>> BEGIN QUOTED PASSAGE

Malaysia Airline crash: British PM calls emergency meeting; 9 Britons on board




At least nine Britons were on board Malaysia Airlines flight MH17, with some passengers’ nationalities still to be determined, the airline has said.

Some 298 people were on board the Boeing 777, which crashed in eastern Ukraine after taking off from Amsterdam for Kuala Lumpur.

Prime Minister David Cameron is to chair a meeting of the government’s Cobra emergency committee to discuss the situation.

The UK Foreign Office has also set up a helpline on 020 7008 1500.

It said anyone concerned could also text MH17 to +44 7860010026, or fill in an online form at https://overseas-crisis.service.gov.uk.

Passenger data

The Boeing 777 came down between Krasni Luch, in Luhansk region, and Shakhtarsk in the neighbouring region of Donetsk – 50km from the Russia-Ukraine border.

Both sides in Ukraine’s conflict have accused each other of shooting down the plane with a missile.

A statement on the Malaysia Airlines website said nine of the passengers were from the UK, with 41 nationalities listed as “unverified”.

Foreign Secretary Philip Hammond said he was “deeply shocked” by the “appalling incident” and did not want to speculate on the causes.

The UN Security Council will also meet to discuss the incident at 15:00 BST.

Mr Cameron said Whitehall officials had met on Thursday evening to discuss the incident and establish the facts.

He tweeted the crash had left him “shocked and saddened”.

Mr Hammond told a press conference: “We are currently working through passenger data, cross-checking it and referencing it to establish exactly the numbers and identifies of those British nationals and as soon as we have further information we will be in contact with the families.”[eap_ad_2]

He also called for a UN-led international investigation.

>> END QUOTED PASSAGE
>> BEGIN DATA SECTION

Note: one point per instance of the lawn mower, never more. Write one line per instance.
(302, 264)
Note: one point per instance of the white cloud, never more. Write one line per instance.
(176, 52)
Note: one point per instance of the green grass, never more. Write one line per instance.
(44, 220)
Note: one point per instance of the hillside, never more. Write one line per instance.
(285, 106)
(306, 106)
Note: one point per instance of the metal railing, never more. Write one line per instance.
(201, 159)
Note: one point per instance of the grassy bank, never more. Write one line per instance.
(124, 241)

>> END DATA SECTION
>> BEGIN DATA SECTION

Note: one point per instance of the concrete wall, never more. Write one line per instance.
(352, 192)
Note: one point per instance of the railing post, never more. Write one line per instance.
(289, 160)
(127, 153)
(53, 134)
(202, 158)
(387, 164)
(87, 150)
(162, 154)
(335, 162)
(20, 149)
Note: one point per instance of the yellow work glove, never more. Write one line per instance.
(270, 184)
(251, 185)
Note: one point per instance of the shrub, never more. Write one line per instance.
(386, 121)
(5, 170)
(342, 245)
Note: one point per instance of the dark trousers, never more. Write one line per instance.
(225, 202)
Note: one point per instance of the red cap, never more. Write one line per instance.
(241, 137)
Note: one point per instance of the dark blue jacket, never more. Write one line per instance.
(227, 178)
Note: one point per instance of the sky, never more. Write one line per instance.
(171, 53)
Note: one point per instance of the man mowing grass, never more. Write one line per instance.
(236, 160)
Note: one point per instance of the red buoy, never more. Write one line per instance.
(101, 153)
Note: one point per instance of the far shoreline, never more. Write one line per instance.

>> END DATA SECTION

▸ REQUIRED WORK:
Please reproduce the whole MH17 article word for word. The material above has no connection to the MH17 article.

▸ FINAL ANSWER:
Malaysia Airline crash: British PM calls emergency meeting; 9 Britons on board




At least nine Britons were on board Malaysia Airlines flight MH17, with some passengers’ nationalities still to be determined, the airline has said.

Some 298 people were on board the Boeing 777, which crashed in eastern Ukraine after taking off from Amsterdam for Kuala Lumpur.

Prime Minister David Cameron is to chair a meeting of the government’s Cobra emergency committee to discuss the situation.

The UK Foreign Office has also set up a helpline on 020 7008 1500.

It said anyone concerned could also text MH17 to +44 7860010026, or fill in an online form at https://overseas-crisis.service.gov.uk.

Passenger data

The Boeing 777 came down between Krasni Luch, in Luhansk region, and Shakhtarsk in the neighbouring region of Donetsk – 50km from the Russia-Ukraine border.

Both sides in Ukraine’s conflict have accused each other of shooting down the plane with a missile.

A statement on the Malaysia Airlines website said nine of the passengers were from the UK, with 41 nationalities listed as “unverified”.

Foreign Secretary Philip Hammond said he was “deeply shocked” by the “appalling incident” and did not want to speculate on the causes.

The UN Security Council will also meet to discuss the incident at 15:00 BST.

Mr Cameron said Whitehall officials had met on Thursday evening to discuss the incident and establish the facts.

He tweeted the crash had left him “shocked and saddened”.

Mr Hammond told a press conference: “We are currently working through passenger data, cross-checking it and referencing it to establish exactly the numbers and identifies of those British nationals and as soon as we have further information we will be in contact with the families.”[eap_ad_2]

He also called for a UN-led international investigation.